STATED TASK - Extract every line from the entries below that contains the word "wheel", and copy each one in full. Case counts.

··· DATASET ENTRIES

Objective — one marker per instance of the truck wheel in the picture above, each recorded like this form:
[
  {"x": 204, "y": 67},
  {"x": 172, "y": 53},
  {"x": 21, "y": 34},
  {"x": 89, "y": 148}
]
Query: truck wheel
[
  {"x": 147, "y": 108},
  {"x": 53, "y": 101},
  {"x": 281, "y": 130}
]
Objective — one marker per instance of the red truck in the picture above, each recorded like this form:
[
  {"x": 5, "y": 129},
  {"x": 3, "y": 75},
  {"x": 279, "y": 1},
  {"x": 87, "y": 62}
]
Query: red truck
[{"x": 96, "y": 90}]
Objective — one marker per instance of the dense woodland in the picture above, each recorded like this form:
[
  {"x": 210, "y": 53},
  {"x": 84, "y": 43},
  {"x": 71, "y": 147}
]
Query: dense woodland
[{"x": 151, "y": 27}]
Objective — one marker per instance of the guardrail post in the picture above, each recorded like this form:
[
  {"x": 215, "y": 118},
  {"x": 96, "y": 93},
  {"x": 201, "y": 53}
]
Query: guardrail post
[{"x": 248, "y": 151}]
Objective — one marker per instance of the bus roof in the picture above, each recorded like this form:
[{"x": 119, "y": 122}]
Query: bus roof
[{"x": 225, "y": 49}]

······
··· DATASET ENTRIES

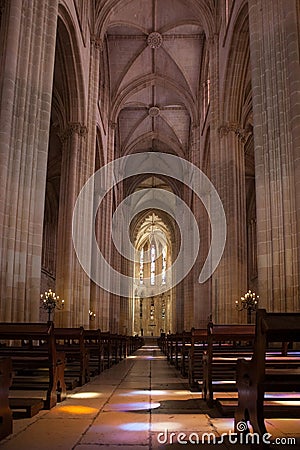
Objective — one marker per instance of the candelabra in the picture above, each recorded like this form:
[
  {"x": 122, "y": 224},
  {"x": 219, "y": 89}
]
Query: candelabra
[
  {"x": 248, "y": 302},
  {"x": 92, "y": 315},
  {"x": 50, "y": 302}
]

······
··· DATASET ENTRIES

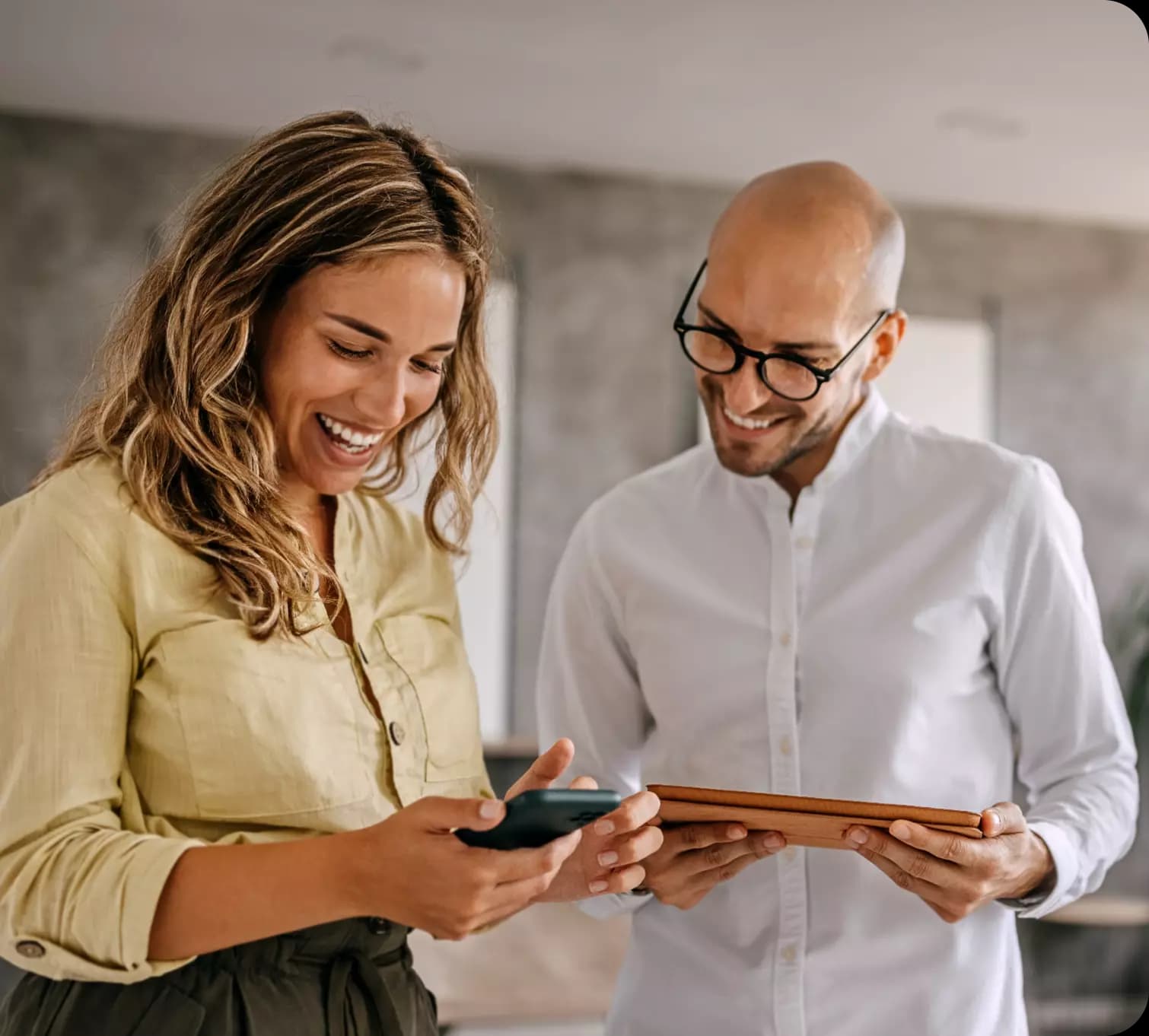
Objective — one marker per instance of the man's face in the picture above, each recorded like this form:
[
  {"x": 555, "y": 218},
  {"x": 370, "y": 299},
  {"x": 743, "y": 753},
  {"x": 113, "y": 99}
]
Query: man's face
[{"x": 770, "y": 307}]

······

WRITTEN RESPONSE -
Objective — one marker per instance of the truck wheel in the picture above, each recorded like this form:
Query: truck wheel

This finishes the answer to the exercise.